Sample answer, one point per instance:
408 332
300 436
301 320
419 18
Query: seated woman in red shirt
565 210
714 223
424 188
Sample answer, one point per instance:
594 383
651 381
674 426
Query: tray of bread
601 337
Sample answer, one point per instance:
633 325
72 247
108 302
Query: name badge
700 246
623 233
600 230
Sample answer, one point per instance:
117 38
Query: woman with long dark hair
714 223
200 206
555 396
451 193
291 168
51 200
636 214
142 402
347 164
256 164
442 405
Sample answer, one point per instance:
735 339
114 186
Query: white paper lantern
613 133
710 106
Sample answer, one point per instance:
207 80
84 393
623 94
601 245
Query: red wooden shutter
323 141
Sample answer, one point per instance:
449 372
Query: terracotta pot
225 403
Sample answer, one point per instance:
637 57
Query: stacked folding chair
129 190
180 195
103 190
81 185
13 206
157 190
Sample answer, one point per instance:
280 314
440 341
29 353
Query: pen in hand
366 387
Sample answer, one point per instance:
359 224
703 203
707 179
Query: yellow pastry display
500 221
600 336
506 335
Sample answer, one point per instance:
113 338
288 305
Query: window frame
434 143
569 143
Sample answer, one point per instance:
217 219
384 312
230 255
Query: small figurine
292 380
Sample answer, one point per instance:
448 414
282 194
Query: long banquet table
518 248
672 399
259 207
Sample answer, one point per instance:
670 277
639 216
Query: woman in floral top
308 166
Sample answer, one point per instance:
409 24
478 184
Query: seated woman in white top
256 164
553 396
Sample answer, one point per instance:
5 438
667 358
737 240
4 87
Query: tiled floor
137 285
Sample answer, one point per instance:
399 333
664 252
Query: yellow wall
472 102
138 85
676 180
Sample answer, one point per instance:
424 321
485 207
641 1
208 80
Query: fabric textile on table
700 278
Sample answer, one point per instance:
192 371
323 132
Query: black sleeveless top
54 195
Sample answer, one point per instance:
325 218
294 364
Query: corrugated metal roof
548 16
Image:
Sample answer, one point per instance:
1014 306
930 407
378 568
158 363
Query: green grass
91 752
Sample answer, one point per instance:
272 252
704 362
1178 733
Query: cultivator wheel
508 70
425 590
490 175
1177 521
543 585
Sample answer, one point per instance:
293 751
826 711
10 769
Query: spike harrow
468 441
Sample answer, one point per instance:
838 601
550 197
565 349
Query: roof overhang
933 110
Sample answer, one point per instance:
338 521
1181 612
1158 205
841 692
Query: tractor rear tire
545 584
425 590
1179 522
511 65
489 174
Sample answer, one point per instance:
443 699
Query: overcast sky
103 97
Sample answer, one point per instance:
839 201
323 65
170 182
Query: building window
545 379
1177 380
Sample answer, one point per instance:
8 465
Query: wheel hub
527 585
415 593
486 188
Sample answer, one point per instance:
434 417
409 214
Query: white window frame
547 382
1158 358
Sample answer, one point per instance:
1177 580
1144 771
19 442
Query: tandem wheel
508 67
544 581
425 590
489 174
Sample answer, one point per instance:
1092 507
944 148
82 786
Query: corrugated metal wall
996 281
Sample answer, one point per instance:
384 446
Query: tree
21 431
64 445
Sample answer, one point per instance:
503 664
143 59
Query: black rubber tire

⁂

WRITTEN INSTRUCTION:
Return all of the data word for word.

RIGHT ANSWER:
Sample answer, one point per instance:
408 332
300 436
301 320
419 18
Query: seated woman in red shirt
565 210
714 223
424 188
Sample answer, one point per instance:
594 383
651 381
674 426
Query: tray of bread
601 337
Sample answer, one point per instance:
633 325
72 247
108 302
Query: name badge
700 246
623 233
600 230
Sample answer, one point per instance:
117 38
Query: woman with long dark hair
714 223
200 206
555 396
451 193
291 168
51 200
636 214
142 402
347 164
256 164
442 405
Sample answer, one point per instance:
735 339
114 186
Query: white paper lantern
613 133
710 106
Sample answer, one point per instance:
207 80
84 393
623 94
601 245
Query: red wooden shutter
323 141
Sample answer, one point per instance:
449 372
Query: terracotta pot
225 403
Sample answer, one point per instance:
637 57
Query: stacked folding chair
129 190
180 195
103 190
81 185
13 206
157 190
Sample answer, one point per instance:
280 314
440 341
29 353
Query: pen in hand
366 387
Sample answer, one point per instance:
359 224
703 203
707 179
Query: yellow pastry display
500 221
600 336
506 335
Sample answer, one point per instance:
113 338
288 305
Query: window frame
434 143
569 143
Sample answer, one point per instance:
217 219
384 312
230 255
Query: small figurine
292 380
Sample answer, one point per instance:
448 414
282 194
Query: long banquet table
518 248
672 399
259 207
Sample answer, one point per instance:
670 277
639 216
Query: woman in floral top
308 166
Sample answer, one point per instance:
409 24
478 184
Query: seated woman in white top
256 164
553 396
Sample answer, one point per instance:
5 438
667 358
737 240
4 87
Query: tiled floor
137 285
Sample answer, one point per instance:
399 333
664 252
Query: yellow wall
472 102
138 85
676 180
Sample answer, one point per instance:
424 321
485 207
641 1
208 80
Query: fabric textile on table
700 278
Sample answer, one point per instance:
192 371
323 132
Query: black sleeveless top
54 195
Sample answer, one point per instance:
325 218
294 364
Query: corrugated metal roof
548 16
Image:
Sample answer, one point per instance:
1014 306
930 407
378 568
158 363
Query: green grass
91 752
Sample answer, one point per instance:
272 252
704 362
1178 733
Query: cultivator wheel
508 70
425 590
490 175
1177 521
543 585
Sample answer, one point per instance:
293 751
826 711
10 769
Query: spike harrow
468 441
Sample answer, one point per instance:
838 601
550 197
565 349
Query: roof overhang
933 110
Sample answer, one point per instance:
338 521
1181 612
1158 205
841 692
Query: tractor rear tire
545 584
425 590
1179 522
511 65
489 174
Sample answer, one point per instance:
443 699
Query: overcast sky
103 97
Sample answer, one point per instance:
839 201
323 65
170 182
Query: building window
545 379
1177 380
Sample answer, one point per instance:
8 465
Query: wheel hub
527 585
415 593
486 188
Sample answer, one point per instance:
434 417
409 214
Query: white window frame
547 382
1158 358
Sample answer, one point per instance:
1177 580
1144 771
19 442
Query: tandem wheel
508 67
544 581
425 590
489 174
Sample answer, one point per instance:
1092 507
944 148
82 786
Query: corrugated metal wall
996 281
Sample answer, one point per instance:
384 446
Query: tree
21 431
64 445
Sample answer, one point per instance:
503 664
143 59
Query: black rubber tire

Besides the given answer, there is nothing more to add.